Filter the records below and keep each line that contains the word "post".

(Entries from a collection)
# # # # #
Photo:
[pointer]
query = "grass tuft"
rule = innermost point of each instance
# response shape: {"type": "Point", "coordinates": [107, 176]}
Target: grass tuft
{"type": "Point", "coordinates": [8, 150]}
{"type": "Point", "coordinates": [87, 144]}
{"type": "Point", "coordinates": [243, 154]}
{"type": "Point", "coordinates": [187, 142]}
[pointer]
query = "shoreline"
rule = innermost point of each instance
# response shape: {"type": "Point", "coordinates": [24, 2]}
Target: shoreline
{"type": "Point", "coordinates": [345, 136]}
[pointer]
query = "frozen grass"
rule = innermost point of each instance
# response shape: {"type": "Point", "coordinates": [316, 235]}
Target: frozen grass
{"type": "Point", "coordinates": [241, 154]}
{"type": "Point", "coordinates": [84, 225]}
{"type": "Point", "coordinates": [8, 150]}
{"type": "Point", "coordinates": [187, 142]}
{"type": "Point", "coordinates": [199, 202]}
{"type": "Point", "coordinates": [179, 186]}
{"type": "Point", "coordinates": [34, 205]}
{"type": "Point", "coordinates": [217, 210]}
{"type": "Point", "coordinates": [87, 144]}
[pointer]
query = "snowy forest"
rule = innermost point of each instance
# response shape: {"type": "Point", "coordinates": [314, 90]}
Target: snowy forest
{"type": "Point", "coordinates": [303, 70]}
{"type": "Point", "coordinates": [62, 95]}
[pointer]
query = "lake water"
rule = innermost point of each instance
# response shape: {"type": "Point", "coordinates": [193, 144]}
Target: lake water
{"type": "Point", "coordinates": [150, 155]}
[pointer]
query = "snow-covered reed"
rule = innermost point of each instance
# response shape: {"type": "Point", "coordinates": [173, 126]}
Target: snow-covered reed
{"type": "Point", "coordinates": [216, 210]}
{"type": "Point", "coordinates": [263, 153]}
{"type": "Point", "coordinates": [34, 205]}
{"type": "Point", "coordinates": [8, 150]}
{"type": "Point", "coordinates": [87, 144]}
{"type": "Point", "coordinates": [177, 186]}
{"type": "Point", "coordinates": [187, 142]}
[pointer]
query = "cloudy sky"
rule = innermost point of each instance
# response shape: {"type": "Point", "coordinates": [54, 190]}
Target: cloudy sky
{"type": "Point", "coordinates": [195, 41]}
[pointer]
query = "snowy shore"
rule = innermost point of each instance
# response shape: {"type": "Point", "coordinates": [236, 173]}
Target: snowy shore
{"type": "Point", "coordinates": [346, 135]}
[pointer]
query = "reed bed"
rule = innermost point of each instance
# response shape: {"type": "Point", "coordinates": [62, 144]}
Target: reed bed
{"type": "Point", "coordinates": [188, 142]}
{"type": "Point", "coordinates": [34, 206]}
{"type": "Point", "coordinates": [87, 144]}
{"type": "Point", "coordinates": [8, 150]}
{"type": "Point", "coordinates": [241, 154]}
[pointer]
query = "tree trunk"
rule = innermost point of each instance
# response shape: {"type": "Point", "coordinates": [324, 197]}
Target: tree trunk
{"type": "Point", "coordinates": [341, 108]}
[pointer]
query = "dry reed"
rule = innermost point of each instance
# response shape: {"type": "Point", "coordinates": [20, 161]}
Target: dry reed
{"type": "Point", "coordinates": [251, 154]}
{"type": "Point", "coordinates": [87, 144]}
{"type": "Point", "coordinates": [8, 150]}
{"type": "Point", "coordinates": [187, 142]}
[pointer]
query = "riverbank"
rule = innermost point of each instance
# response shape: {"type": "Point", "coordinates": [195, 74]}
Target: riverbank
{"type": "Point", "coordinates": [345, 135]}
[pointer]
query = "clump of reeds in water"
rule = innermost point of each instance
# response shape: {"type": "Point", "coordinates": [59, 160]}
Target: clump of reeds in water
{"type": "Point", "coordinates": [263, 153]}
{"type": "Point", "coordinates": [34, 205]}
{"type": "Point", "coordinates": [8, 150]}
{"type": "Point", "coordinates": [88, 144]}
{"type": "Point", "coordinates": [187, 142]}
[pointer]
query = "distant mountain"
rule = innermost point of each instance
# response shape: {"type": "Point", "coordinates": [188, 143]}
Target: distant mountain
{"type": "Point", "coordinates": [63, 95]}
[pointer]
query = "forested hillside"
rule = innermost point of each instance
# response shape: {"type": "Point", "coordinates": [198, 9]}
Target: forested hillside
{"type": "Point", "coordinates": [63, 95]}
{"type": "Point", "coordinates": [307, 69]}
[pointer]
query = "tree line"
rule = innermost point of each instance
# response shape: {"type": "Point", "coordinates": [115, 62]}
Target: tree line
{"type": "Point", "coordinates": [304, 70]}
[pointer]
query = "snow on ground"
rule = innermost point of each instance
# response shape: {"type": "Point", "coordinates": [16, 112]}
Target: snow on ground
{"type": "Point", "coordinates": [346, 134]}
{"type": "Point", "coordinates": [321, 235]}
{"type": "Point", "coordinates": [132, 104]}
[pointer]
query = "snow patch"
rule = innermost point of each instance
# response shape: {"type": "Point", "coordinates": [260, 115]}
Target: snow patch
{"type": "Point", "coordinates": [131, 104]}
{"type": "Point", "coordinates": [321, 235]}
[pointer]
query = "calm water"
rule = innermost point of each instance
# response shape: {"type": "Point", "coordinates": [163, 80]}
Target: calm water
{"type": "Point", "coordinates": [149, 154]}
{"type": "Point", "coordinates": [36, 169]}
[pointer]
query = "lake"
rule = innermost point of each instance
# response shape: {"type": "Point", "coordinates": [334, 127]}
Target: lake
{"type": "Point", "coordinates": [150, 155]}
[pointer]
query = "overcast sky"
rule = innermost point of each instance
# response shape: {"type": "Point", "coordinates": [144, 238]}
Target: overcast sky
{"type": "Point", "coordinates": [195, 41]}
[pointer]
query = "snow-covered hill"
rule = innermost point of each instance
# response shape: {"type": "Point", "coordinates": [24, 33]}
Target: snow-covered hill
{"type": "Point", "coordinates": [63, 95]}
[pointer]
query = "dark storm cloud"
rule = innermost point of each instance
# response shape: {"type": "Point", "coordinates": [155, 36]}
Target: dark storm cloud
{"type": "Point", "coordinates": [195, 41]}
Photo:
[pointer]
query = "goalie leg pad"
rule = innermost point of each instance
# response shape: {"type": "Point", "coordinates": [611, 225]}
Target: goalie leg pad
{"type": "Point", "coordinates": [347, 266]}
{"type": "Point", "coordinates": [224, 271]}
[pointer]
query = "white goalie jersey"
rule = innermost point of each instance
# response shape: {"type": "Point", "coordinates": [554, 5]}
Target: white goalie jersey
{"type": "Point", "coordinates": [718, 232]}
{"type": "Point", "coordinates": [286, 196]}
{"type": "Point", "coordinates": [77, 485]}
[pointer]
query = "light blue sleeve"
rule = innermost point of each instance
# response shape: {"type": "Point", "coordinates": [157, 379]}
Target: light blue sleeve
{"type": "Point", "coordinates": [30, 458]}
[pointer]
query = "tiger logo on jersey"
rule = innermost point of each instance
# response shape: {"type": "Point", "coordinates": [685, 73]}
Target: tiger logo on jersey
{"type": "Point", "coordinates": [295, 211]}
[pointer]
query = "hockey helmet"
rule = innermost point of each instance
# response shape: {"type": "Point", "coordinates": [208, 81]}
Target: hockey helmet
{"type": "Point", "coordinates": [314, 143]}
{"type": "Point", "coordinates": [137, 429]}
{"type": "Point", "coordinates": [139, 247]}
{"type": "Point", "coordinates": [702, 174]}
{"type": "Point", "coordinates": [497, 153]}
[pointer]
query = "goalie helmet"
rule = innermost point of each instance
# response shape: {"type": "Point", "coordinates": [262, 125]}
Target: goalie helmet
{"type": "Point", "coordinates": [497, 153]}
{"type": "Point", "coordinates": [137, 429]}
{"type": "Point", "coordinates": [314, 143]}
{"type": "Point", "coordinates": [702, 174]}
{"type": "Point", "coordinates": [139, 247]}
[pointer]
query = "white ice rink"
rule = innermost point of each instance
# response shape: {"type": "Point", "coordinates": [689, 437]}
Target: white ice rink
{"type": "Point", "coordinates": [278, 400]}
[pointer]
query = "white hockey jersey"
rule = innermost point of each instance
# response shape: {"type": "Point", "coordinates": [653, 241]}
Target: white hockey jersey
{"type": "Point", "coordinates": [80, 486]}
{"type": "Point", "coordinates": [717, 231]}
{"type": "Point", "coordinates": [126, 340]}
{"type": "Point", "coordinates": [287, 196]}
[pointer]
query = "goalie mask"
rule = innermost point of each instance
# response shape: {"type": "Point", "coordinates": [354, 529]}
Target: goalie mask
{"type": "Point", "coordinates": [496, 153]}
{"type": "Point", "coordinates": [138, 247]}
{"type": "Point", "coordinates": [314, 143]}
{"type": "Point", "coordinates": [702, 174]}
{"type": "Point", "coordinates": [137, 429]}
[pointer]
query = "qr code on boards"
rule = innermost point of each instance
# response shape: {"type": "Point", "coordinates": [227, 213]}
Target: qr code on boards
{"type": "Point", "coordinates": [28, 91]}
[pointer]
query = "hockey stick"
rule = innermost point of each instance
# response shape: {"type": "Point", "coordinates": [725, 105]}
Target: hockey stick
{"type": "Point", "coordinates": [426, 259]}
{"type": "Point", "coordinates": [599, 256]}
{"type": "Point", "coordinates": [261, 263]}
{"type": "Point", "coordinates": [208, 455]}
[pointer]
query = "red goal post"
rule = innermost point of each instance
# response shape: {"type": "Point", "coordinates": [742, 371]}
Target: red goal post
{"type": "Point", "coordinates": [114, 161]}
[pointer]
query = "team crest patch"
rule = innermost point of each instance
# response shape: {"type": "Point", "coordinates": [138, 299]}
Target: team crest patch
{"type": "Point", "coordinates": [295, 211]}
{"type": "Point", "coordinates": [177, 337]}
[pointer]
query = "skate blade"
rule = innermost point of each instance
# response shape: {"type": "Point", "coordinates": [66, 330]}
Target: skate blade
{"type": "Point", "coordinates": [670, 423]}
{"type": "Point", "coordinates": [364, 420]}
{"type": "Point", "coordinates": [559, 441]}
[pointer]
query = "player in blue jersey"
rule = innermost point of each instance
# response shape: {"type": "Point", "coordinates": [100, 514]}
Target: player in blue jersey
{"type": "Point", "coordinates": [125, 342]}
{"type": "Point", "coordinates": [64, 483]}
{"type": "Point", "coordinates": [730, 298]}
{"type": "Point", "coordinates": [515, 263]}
# # # # #
:: IN RESPONSE ::
query = "red goal post"
Target: red goal post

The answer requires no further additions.